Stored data
★ ★ ★ ★

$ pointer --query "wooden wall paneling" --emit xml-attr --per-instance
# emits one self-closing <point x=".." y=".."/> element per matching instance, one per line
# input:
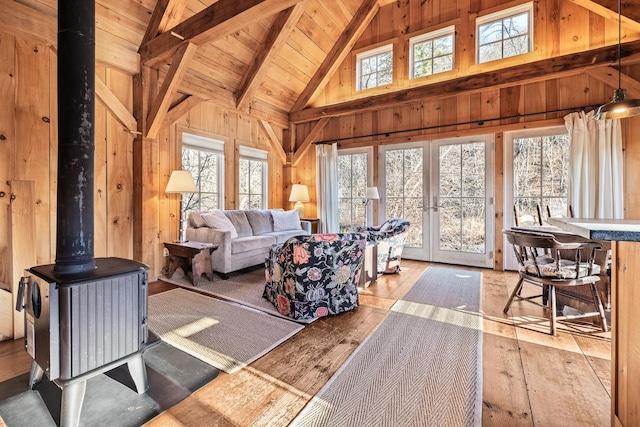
<point x="572" y="91"/>
<point x="490" y="104"/>
<point x="552" y="98"/>
<point x="100" y="228"/>
<point x="22" y="234"/>
<point x="475" y="109"/>
<point x="573" y="37"/>
<point x="510" y="103"/>
<point x="625" y="389"/>
<point x="463" y="111"/>
<point x="631" y="139"/>
<point x="119" y="167"/>
<point x="448" y="114"/>
<point x="8" y="143"/>
<point x="448" y="10"/>
<point x="32" y="126"/>
<point x="498" y="201"/>
<point x="553" y="19"/>
<point x="597" y="30"/>
<point x="53" y="149"/>
<point x="534" y="98"/>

★ ★ ★ ★

Please render every item above as a two-column CSV headed request and answer, with one row per item and each field in quotes, turning line breaks into spaces. Leave the pictures out.

EXERCISE RESPONSE
request,answer
"$ pointer --query ""wooden wall paneling"" --emit xml-attr --per-instance # emits one self-closing <point x="".."" y=""..""/> element per matching instance, one per line # input:","<point x=""572"" y=""91""/> <point x=""490"" y=""104""/> <point x=""552"" y=""98""/> <point x=""100"" y=""228""/> <point x=""22"" y=""234""/> <point x=""475"" y=""109""/> <point x=""573"" y=""37""/> <point x=""510"" y=""103""/> <point x=""625"" y=""389""/> <point x=""463"" y=""111""/> <point x=""631"" y=""139""/> <point x=""119"" y=""167""/> <point x=""448"" y=""114""/> <point x=""8"" y=""143""/> <point x=""448"" y=""10""/> <point x=""32"" y=""126""/> <point x=""498"" y=""201""/> <point x=""553"" y=""19""/> <point x=""597"" y=""30""/> <point x=""53"" y=""149""/> <point x=""534"" y=""98""/>"